##### Alıntı metin #####
Ama çiçeği burnunda anneye, çiçeği burnunda anneanne nasıl sarılmaz!
Kendi bebeği anne olmuş! 

Kadıncağız beden dili ile, belli ki alışık değil ortama..
Öğretilmiş nasıl davranacağı ve elini kolunu nereye koyacağını bilmiyor garibim... 

Diğerleri de farklı değil..
Uzaktan, gözyaşı ile duygulanıyor
(duygulandırılıyor) hepsi!!!! 

Nasıl yapay bir duygu hâlidir bu...
Bunu anlamak için beden dili uzmanı olmaya da gerek yok.. 
Net bir yapaylık! 

Bu yapılan organizasyonun elbet bir adı da var... 

"YÜZ GÖSTERME PARTİSİ"
(HATTÂ İNGİLİZCE DAHA COOL OLDUĞU İÇİN!)
"FACE SHOW PARTY" 

Yanlış anlamadınız! Yeni parti trendimizin adı “YÜZ GÖSTERME PARTİSİ”!!

Parti bitmedi, devamı da var! 

Sonra;  yapay tepkiler ve ağlamalar yine değişen fon müziği ile, farklı boyuta evriliyor!
Kurra şanslısı! babaannenin, torununun ilk andan o güne kadar tanık olduğu gelişim sürecini, yine kurra sanşsızı! anneanne ve diğerleri yaşayamamıştı değil mi?
Görememişti, adalet şarttı! 

İlk andan o günün hazırlık sürecine kadar her an, fotoğraflarla, videolarla kayıt altına alınmış bu yüzden! 

Ve yeniden değişen fon müziği ile projeksyon perdesine döndü bu kez gözler, hepsi bütün kayıtları izleyerek, kaçırdıkları o muhteşem anları, gelişimi vs kare kare izleyeceklerdi..
Adalet bunu gerektirirdi!
Ya da gösterdikleri sabrın ve anlayışın ödülüydü belki kim bilir! 

Daha da bitmedi durun!
Birde uzaktan tanıdıklara, ikinci derece yakınlara mesajlar yazılmıştı ya..
"ZİYARETÇİ KABUL ETMİYORUZ" diye! 

E onlar? 

Onlara da yine organizasyon şirketi yönlendirilmesi ile; yeni anne baba tarafından, günler önceden sosyal medya hesaplarından "canlı yayın parti" duyurusu yapılmıştı.. 

Ve tüm bu olanlar canlı yayınla diğer tanıdıklara da ulaşmıştı! 

Canlı yayını da başka bir kamera kaydetmiş, gelen mesajları, gönderilen tepki emojilerini vs... 

Ve parti bitince bu kayıt da canlı yayına katılamayanlar için montajlanıp hikayelere, storylere eklenmiş..


Adalet bu işte!
Böylece hiç kimse, hiç bir şeyi kaçırmamış olmuş!
##### Verilen veriler #####
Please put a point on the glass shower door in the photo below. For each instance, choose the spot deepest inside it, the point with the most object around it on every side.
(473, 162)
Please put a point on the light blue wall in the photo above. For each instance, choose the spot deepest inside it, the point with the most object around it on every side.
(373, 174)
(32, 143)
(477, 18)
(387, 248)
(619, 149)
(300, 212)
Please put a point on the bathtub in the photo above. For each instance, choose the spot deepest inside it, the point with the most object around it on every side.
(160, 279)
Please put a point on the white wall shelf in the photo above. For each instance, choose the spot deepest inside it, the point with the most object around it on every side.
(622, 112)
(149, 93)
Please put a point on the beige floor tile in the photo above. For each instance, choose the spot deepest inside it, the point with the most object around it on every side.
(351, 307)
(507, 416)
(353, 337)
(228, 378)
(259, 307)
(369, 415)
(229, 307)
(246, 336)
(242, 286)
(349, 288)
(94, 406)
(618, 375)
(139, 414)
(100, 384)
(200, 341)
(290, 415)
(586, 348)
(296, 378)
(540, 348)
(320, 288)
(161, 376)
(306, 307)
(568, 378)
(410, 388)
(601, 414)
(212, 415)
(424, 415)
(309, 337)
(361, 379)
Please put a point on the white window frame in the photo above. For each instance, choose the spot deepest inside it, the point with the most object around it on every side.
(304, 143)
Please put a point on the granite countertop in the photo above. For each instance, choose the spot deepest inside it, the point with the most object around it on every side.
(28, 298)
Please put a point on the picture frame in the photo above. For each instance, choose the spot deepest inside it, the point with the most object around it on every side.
#####
- Görevler
a) Yüz gösterme partisini anlatan metnin "Sonra;  yapay tepkiler" ile başlayıp "yaşayamamıştı değil mi?" ile biten kısmını aynen yazın.
b) Yüz gösterme partisini anlatan metne göre, ilk andan o günün hazırlık sürecine kadar her an neden fotoğraf ve videolarla kayda alınmıştı? Bir ile üç cümle arasında açıklayın.
c) Yüz gösterme partisini anlatan metni kaldığı yerden sürdürün.

- Cevaplar
a)
Sonra;  yapay tepkiler ve ağlamalar yine değişen fon müziği ile, farklı boyuta evriliyor!
Kurra şanslısı! babaannenin, torununun ilk andan o güne kadar tanık olduğu gelişim sürecini, yine kurra sanşsızı! anneanne ve diğerleri yaşayamamıştı değil mi?

b) Babaanne torununun ilk andan o güne kadarki gelişimine tanık olmuştu. Anneanne ve diğerleri ise bunu yaşayamamış, görememişti. Metne göre adalet şarttı, bu yüzden her an kayda alındı.

c)
Herkes ama herkes bebeğin yüzünü görebilmişti…
Hemde en adaletlisinden! 

Ayrıca kim ne tepki vermiş dedikoduları için zemin de hazırdı…

E o zaman işlem tamam...

Nasıl buldunuz?
Eksik var mı?
Bence yok...
Harika bir parti olmuş!
Her detay hattâ her duygu, verilecek tepkiler dahî düşünülmüş!
Herkese de ulaşılmış, daha ne olsun?


Bu köşe "İronik Sorgulamalar" köşesi...
Her hafta yazılarımda ironi yaparak konuları yazıyorum biliyorsunuz.. 

Ancak bu yazdıklarımda hiç ironi yapmak zorunda kalmadım, çünkü başlı başına olayın kendisi İRONİ!!!
Ya da İRONİ OLSUN LÜTFEN!!
Gerçeğe dönmesin! 

Bu, benim yazdığım bir hikaye..
Ama daha basit hâlini izledim!

Cidden yüz gösterme partisi yapmışlar!
Gerçekte var şu an!
Bakın izleyin, ibret alın!
Nasıl çığırdan çıktık artık farkedin!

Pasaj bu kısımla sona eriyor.